[start of INPUT MATERIAL]

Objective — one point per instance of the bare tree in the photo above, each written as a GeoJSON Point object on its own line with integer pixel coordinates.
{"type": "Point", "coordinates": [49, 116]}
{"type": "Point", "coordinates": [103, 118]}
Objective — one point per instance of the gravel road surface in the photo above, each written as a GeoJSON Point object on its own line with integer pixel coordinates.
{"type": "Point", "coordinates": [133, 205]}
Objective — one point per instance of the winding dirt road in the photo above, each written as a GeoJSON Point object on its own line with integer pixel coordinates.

[end of INPUT MATERIAL]
[start of INPUT MATERIAL]

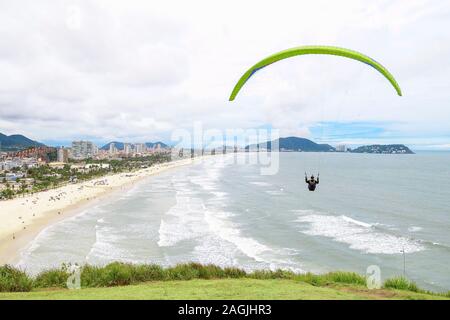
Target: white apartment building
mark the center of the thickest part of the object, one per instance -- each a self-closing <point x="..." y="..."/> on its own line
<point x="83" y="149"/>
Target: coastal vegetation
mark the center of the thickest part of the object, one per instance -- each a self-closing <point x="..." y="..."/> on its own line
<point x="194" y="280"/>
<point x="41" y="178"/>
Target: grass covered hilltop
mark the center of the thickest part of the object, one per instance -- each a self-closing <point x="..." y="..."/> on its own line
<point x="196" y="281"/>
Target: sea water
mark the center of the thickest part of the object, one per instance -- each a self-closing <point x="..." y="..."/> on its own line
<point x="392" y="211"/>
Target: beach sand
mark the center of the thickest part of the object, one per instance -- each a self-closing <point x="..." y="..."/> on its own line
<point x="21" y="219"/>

[end of INPUT MATERIAL]

Pull out every line of the records above that contains the word "Objective", and copy each of those lines in full.

- _OUTPUT OF THE EXERCISE_
Objective — one point per instance of the bare tree in the photo above, each written as a GeoJSON Point object on its own line with integer pixel coordinates.
Objective — one point per instance of the gravel road surface in the photo above, each written as a GeoJSON Point object on its own line with integer pixel coordinates.
Objective — one point per instance of the winding dirt road in the photo above, each written as a GeoJSON Point object on its own line with integer pixel coordinates.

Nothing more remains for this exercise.